> [READING TEXT]:
Classification effects on TCR diversity indices

For these 74 samples, we analyzed TCR diversity, clonality and singleton frequency. According to the common bioindicator system, the article obtains each common immunome sequencing result index corresponding to positive negative samples, such as Clonality index, Shannon diversity index, inverse Simpson diversity index, VJ diversity index, Singleton ratio, and Simpson diversity index these 6 indices.

Of the above indices, the Clonality index is used to measure the extent of TCR clone amplification and to assess the number and proportion of major clones in tumors, with higher values indicating a higher frequency of amplification of some TCR clones. Clonality takes values between 0 and 1, with a value of 0 indicating that each individual is unique and no clone is amplified; a value of 1 indicating that all individuals are copies of the same clone. The index is calculated as follows, where productive unique represents the total number of TCR clones in the sample and diversity is the result of the Shannon diversity index13.

$$ {\text{Clonality}} = 1 - \frac{{{\text{diversity}}}}{{\ln \;({\text{productive}}\;{\text{uniques}})}} $$

The Hvj diversity index is used to measure the diversity of V-J gene combinations of TCR clones in the sample. The index measures the frequency of the ith V-J gene fragment combination use type in the sample by the ratio of pi, thus reflecting the degree of T cell expansion. This index can also be used to reflect the replicative proliferation capacity following stress generated by T-specific recognition of antigen, with higher values indicating a greater degree of clonal amplification, which is calculated as follows14.

$$ H^{\prime} = - { }\sum {\text{p}}_{{\text{i}}} {\text{ln}}\left( {{\text{p}}_{{\text{i}}} } \right) $$

where pi stands for the frequency of the ith V-J gene fragment combination.

The Shannon Index of diversity is used to measure the diversity of TCR clones in the sample. This index incorporates information regarding species richness (the number of different clone types present) and the evenness of the distribution of individuals among these clone types. A higher Shannon index signifies a greater diversity of TCR clones in the sample. The pi in the formula represents the frequency of the ith specific clone type. Thus, the Shannon index considers the number of TCR clone types and the frequency evenness of each clone15.

$$ H^{\prime} = - { }\sum {\text{p}}_{{\text{i}}} {\text{ln}}\left( {{\text{p}}_{{\text{i}}} } \right) $$

where pi here stands for the frequency of the frequency of the ith specific clone type.

> [WHAT TO WORK ON]:
A. Rewrite the paragraph of the text on TCR diversity indices that begins "The Shannon Index of diversity" as a short list, keeping its main facts.
B. Decide whether each statement agrees with the text on TCR diversity indices. Answer yes or no, and quote the words from the text that decide it.
(i) The Clonality index takes values between 0 and 1.
(ii) A Clonality value of 1 means that no clone is amplified.
(iii) The analysis covered 74 samples.
The rows further down have nothing to do with the text on TCR diversity indices.

> [ENTRIES SHOWN]:
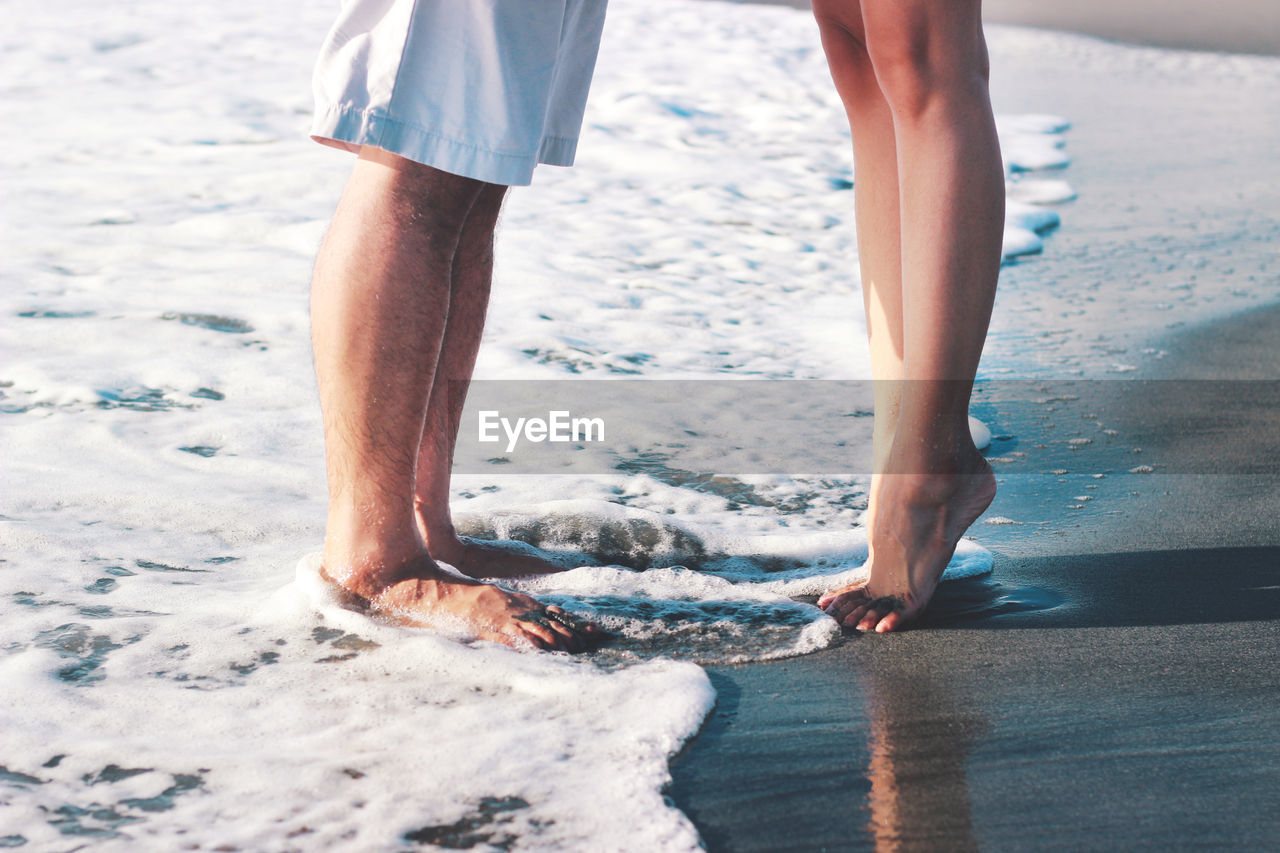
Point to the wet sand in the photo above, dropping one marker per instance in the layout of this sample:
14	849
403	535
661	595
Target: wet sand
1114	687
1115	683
...
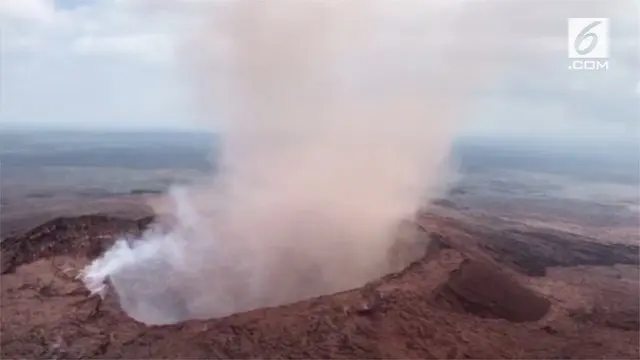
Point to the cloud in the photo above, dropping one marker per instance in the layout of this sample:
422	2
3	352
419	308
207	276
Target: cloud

> [TASK-BY-TASK OUTPUTS]:
A.
- It measures the diversity of TCR clones in a sample.
- It combines species richness (the number of different clone types present) with the evenness of the distribution of individuals among those clone types.
- A higher value means a greater diversity of TCR clones in the sample.
- In the formula, pi is the frequency of the ith specific clone type.

B.
(i) Yes: "Clonality takes values between 0 and 1"
(ii) No: "a value of 1 indicating that all individuals are copies of the same clone"
(iii) Yes: "For these 74 samples, we analyzed TCR diversity, clonality and singleton frequency."